##### Text shown
The search for carbon-neutral energy sources is becoming more vital as the struggle against climate change intensifies. Green hydrogen is a promising fuel in a carbon-neutral economy, and initiatives to manufacture it are now underway. One of the difficulties is safely storing and transporting the potentially explosive gas.
Now, a group of microbiologists from Goethe University Frankfurt has succeeded in utilizing bacteria to store and release hydrogen in a regulated manner — a significant step forward in the search for carbon-neutral energy sources in the cause of climate change mitigation. Researchers discovered an enzyme in bacteria that lives in the absence of oxygen and produces formic acid by binding hydrogen straight to CO2. The procedure is fully reversible, which is a prerequisite for hydrogen storage.
These acetogenic bacteria eat carbon dioxide and convert it to formic acid with the help of hydrogen. Normally, formic acid is merely an intermediate result of their metabolism, which is digested further to produce acetic acid and ethanol. However, the team has altered the bacteria in such a way that it is now able to not only stop but also reverse this process at the formic acid stage. Since 2013, the core principle has been patented.
“The measured rates of CO2 reduction to formic acid and back are the highest ever measured and many times greater than with other biological or chemical catalysts; in addition, and unlike chemical catalysts, the bacteria do not require rare metals or extreme conditions for the reaction, such as high temperatures and high pressures, but instead do the job at 30 °C and normal pressure.”
Professor Volker Müller
The team has now achieved a further milestone: the construction of a biobattery for hydrogen storage using the same bacteria.
##########
##### Information shown
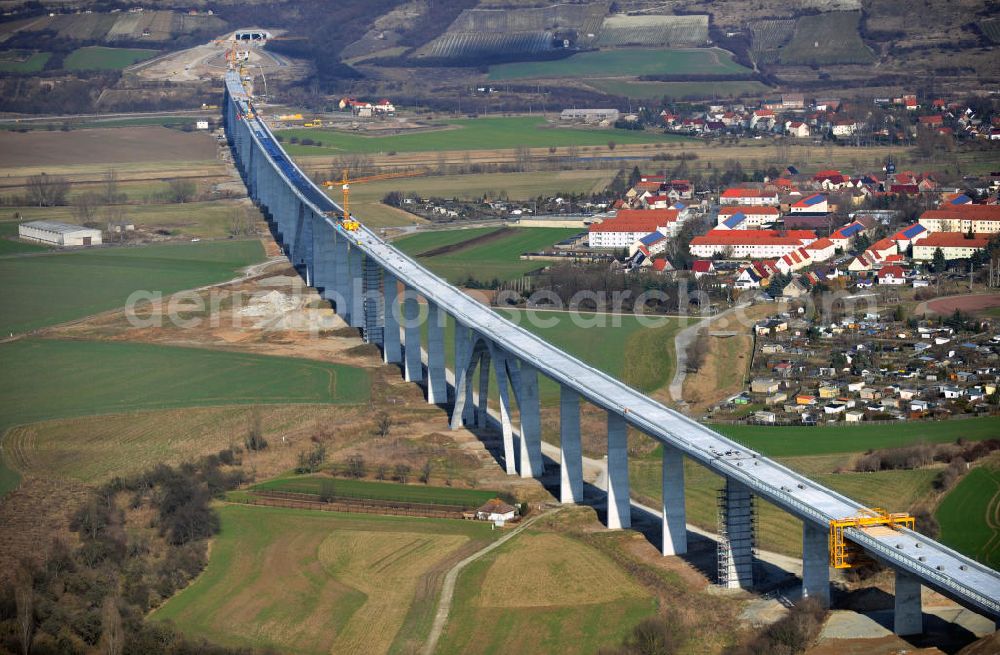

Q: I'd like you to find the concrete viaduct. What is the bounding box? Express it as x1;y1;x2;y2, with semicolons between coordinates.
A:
224;71;1000;635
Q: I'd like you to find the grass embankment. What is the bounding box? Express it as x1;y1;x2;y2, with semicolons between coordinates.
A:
395;227;581;283
490;48;751;80
277;116;687;155
253;476;498;507
152;506;498;653
63;46;158;70
934;466;1000;569
0;340;370;495
629;417;1000;556
437;529;656;653
0;240;264;333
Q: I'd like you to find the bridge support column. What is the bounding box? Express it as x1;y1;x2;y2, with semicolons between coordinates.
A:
559;385;583;503
608;412;632;530
427;301;448;405
476;352;493;430
660;444;687;555
802;521;830;607
403;289;424;382
892;570;924;636
449;320;475;430
348;246;365;328
719;478;754;589
382;271;402;364
490;352;517;475
333;230;352;325
517;361;545;478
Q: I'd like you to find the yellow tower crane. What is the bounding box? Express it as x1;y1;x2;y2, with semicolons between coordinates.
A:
323;168;427;232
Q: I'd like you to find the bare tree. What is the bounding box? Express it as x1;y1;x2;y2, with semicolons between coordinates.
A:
101;593;125;655
27;173;70;207
102;168;124;205
167;179;198;203
14;563;35;655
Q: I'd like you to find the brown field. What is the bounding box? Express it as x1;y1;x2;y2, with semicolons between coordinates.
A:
0;127;218;168
318;530;469;653
478;532;645;608
926;293;1000;315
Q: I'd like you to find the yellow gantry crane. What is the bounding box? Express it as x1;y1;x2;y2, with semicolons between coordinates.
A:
830;507;915;569
323;168;427;232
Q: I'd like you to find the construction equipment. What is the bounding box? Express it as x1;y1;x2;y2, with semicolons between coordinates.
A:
830;507;915;569
323;168;427;232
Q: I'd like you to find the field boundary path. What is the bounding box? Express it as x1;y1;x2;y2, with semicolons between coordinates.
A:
421;510;558;655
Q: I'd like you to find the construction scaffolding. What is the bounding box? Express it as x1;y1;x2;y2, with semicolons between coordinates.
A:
361;258;385;346
717;480;757;589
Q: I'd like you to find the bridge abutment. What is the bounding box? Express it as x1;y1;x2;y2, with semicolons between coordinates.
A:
660;444;687;555
607;412;632;530
892;569;924;636
382;271;402;364
559;384;583;503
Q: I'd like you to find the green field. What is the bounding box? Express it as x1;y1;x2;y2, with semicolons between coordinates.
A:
0;50;52;73
152;505;498;654
436;529;656;655
253;476;498;507
63;46;158;70
778;11;875;66
587;78;768;100
629;455;938;557
277;116;683;155
395;228;582;282
712;416;1000;457
0;339;370;495
490;48;750;80
934;466;1000;569
0;240;264;334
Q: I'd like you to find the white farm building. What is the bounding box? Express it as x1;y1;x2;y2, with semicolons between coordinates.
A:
17;221;101;246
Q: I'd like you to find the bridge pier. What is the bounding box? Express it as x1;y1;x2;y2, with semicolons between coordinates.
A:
559;384;583;503
802;521;830;607
517;361;545;478
403;288;424;382
719;477;754;589
607;412;632;530
382;271;402;364
660;444;687;555
348;246;365;328
427;300;448;405
892;569;924;636
333;230;352;325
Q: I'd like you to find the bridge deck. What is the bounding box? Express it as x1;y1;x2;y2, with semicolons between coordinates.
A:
226;73;1000;618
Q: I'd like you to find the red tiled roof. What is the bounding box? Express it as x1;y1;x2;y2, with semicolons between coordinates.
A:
719;205;780;218
920;205;1000;221
917;232;993;248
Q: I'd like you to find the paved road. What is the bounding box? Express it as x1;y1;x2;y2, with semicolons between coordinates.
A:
421;510;558;655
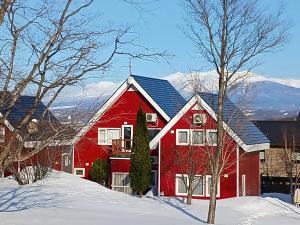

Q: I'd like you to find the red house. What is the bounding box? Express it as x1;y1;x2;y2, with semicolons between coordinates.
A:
70;75;269;198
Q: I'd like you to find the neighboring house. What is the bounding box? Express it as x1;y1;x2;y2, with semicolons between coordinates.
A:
72;75;269;198
254;119;300;193
0;95;74;177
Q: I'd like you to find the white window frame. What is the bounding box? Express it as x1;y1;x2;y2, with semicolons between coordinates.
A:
242;174;246;196
176;129;190;145
74;168;85;177
175;174;205;197
121;124;133;148
190;129;206;146
205;129;218;146
0;127;5;143
97;127;121;145
192;175;205;197
205;175;221;197
175;174;189;196
111;172;131;193
150;170;157;187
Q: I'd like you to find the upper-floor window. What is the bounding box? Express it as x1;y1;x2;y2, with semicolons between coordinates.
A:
206;130;218;145
98;128;121;145
176;129;217;146
0;127;5;143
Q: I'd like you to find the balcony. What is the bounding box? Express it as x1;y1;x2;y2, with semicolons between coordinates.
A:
111;139;132;156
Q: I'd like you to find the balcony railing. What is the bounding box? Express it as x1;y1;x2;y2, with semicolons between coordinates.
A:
111;139;132;156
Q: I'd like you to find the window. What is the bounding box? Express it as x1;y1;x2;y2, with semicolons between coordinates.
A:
74;168;85;177
242;174;246;196
98;128;106;144
176;129;189;145
107;129;120;145
205;175;220;197
192;130;204;145
112;173;132;194
293;150;300;163
98;128;121;145
0;127;5;143
175;174;204;196
206;130;218;145
151;170;157;187
148;128;161;141
176;174;188;195
193;176;204;196
259;151;266;161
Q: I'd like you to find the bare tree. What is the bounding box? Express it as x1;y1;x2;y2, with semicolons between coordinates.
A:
0;0;166;172
184;0;286;221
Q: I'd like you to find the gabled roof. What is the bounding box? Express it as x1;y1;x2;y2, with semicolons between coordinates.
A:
73;75;186;143
131;75;186;118
199;92;270;145
150;93;270;152
254;120;300;147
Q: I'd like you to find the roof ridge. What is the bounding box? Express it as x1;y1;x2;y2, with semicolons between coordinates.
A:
130;74;169;81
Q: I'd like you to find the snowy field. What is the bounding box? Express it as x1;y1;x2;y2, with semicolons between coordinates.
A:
0;173;300;225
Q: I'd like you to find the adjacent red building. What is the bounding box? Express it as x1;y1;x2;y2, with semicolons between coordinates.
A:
68;75;269;198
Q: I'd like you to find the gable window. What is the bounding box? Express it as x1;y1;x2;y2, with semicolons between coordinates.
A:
98;128;121;145
112;173;132;194
176;129;189;145
192;130;204;145
259;151;266;162
206;130;218;146
74;168;85;177
0;127;5;143
192;176;204;196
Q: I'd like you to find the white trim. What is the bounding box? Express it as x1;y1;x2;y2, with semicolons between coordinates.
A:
176;129;190;145
205;175;221;198
236;145;240;197
97;126;123;145
73;76;170;144
150;170;157;187
74;168;85;177
157;140;161;196
121;124;133;150
111;172;132;193
128;76;170;121
150;94;270;152
205;129;218;146
192;175;205;197
175;174;189;196
242;174;246;196
0;126;6;143
109;157;130;160
73;81;130;144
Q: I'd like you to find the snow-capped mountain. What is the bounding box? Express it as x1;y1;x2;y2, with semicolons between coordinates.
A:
52;71;300;119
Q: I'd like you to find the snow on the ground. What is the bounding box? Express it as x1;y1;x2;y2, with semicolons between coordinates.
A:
0;173;300;225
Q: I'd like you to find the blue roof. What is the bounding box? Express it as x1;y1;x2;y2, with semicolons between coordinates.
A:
131;75;186;118
199;92;270;145
0;95;57;127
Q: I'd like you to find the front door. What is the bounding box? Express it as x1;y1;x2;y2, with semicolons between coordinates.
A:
122;125;133;150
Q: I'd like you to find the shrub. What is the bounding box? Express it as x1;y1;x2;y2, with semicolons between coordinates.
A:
90;159;109;186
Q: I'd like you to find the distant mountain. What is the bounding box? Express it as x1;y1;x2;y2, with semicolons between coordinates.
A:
51;71;300;123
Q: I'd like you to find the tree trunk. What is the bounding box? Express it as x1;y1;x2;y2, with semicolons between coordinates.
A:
207;169;218;224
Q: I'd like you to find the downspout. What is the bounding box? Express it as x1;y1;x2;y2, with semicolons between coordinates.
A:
236;145;240;197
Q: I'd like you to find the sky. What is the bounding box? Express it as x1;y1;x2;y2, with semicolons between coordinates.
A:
74;0;300;87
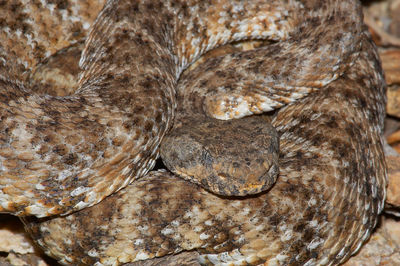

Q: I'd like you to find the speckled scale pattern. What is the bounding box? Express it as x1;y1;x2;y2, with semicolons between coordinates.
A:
0;1;310;217
0;1;386;265
27;18;386;265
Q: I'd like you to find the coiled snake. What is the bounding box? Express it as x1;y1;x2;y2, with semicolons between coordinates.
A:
0;0;386;265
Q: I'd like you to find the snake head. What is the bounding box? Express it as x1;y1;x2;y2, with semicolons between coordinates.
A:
161;116;279;196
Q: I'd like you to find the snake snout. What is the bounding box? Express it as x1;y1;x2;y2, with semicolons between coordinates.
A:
161;117;279;196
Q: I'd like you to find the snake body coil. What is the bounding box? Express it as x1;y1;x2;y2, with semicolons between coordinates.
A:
0;0;386;265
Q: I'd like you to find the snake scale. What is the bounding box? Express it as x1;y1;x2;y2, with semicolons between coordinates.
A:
0;0;386;265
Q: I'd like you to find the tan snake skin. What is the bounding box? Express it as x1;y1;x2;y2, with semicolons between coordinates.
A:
0;0;386;265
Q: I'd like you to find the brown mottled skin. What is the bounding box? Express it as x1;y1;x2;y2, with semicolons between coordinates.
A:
0;0;386;265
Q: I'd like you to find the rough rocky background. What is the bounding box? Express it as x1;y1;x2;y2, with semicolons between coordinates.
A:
0;0;400;266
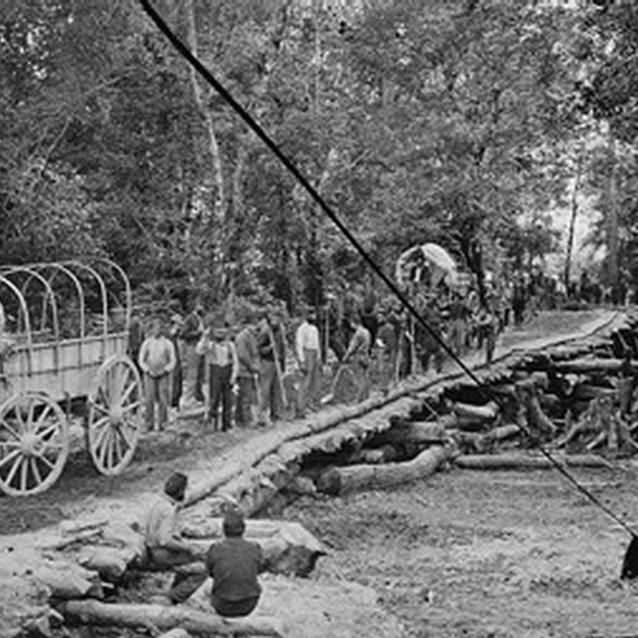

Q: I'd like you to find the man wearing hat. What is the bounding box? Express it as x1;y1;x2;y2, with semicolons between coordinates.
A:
197;318;239;432
235;314;259;427
168;313;184;408
138;317;175;432
295;308;321;418
206;506;264;618
144;472;206;603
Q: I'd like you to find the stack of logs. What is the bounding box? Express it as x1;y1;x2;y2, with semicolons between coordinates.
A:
8;518;325;638
316;356;638;495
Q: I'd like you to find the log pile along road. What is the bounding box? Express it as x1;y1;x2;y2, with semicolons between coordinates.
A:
0;310;638;638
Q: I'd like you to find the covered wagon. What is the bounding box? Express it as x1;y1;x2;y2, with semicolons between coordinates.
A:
0;259;142;496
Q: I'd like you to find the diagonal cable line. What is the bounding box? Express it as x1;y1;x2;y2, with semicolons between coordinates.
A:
140;0;638;540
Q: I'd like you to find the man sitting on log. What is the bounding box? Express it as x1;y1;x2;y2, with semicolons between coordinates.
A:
144;472;206;604
206;506;264;618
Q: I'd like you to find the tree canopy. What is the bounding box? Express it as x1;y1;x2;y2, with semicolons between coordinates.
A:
0;0;638;314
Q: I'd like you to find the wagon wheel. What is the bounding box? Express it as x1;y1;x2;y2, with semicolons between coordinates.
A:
0;392;69;496
86;355;142;476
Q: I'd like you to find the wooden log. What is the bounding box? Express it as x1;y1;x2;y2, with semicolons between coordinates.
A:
165;518;326;576
454;454;610;470
453;424;521;452
553;357;638;374
570;383;616;401
516;379;557;436
61;600;284;637
77;546;137;583
372;421;449;448
34;561;104;600
348;439;399;465
453;401;498;423
317;445;452;495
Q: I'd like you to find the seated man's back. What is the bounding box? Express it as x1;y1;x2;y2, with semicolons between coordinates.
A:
206;514;263;617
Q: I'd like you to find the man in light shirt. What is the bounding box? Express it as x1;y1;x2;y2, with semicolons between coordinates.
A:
295;310;321;418
197;320;239;432
138;318;176;431
144;472;206;603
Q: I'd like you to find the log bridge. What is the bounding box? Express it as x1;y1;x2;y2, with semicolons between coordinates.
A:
6;311;638;638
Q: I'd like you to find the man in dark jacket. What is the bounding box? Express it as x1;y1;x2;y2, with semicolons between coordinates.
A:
178;301;204;409
206;507;264;618
257;308;286;425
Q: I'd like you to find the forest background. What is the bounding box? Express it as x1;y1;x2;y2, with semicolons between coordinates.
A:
0;0;638;318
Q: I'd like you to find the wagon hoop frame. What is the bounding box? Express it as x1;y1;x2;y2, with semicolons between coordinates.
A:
0;257;133;376
3;266;60;370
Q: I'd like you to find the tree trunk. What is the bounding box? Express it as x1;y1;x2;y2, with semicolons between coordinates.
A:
454;453;609;470
553;357;638;374
563;151;583;291
317;445;452;495
185;0;226;223
61;600;284;637
452;424;521;453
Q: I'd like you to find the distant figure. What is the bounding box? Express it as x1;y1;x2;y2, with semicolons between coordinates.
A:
168;313;184;408
235;316;259;428
179;301;204;409
144;472;206;603
343;316;371;402
295;309;321;418
138;318;176;431
197;322;238;432
206;508;264;618
257;308;286;426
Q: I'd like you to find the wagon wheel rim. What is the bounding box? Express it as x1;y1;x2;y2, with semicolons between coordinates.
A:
87;357;142;476
0;393;69;496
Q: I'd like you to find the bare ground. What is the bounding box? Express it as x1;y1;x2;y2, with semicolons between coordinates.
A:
0;310;608;536
283;469;638;638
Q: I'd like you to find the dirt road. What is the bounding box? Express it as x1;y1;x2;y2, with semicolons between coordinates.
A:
283;469;638;638
0;310;611;536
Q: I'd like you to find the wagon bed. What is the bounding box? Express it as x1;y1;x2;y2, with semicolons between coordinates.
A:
0;259;142;496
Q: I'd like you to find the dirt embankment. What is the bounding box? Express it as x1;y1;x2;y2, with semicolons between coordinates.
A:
282;467;638;638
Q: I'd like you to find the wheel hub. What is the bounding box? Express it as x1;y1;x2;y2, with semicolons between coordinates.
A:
20;432;40;456
109;405;124;425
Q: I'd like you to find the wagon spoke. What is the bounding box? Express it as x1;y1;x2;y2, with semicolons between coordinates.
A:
26;398;36;432
20;457;29;492
34;403;53;433
36;454;55;469
29;457;42;485
14;405;26;432
91;401;109;414
121;380;137;403
2;419;21;441
93;428;109;453
119;420;135;449
0;439;22;448
91;416;109;429
0;449;20;467
114;428;124;464
122;401;141;414
5;454;22;485
109;430;117;468
100;428;111;467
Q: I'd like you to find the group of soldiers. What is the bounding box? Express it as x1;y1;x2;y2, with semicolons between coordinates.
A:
130;302;328;431
131;268;551;431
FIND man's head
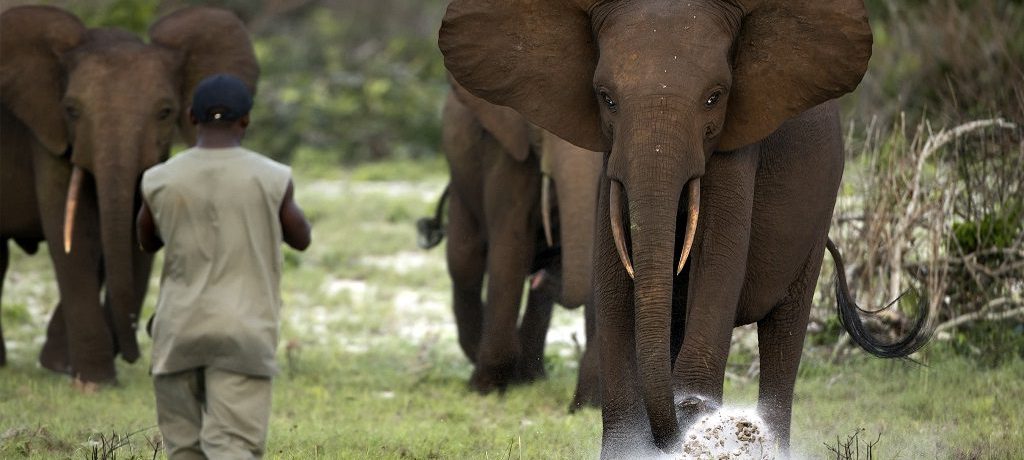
##########
Exercise description
Transcribe the passage of the article on storing hydrogen with bacteria from "The search for carbon-neutral energy sources is" to "potentially explosive gas.".

Reply
The search for carbon-neutral energy sources is becoming more vital as the struggle against climate change intensifies. Green hydrogen is a promising fuel in a carbon-neutral economy, and initiatives to manufacture it are now underway. One of the difficulties is safely storing and transporting the potentially explosive gas.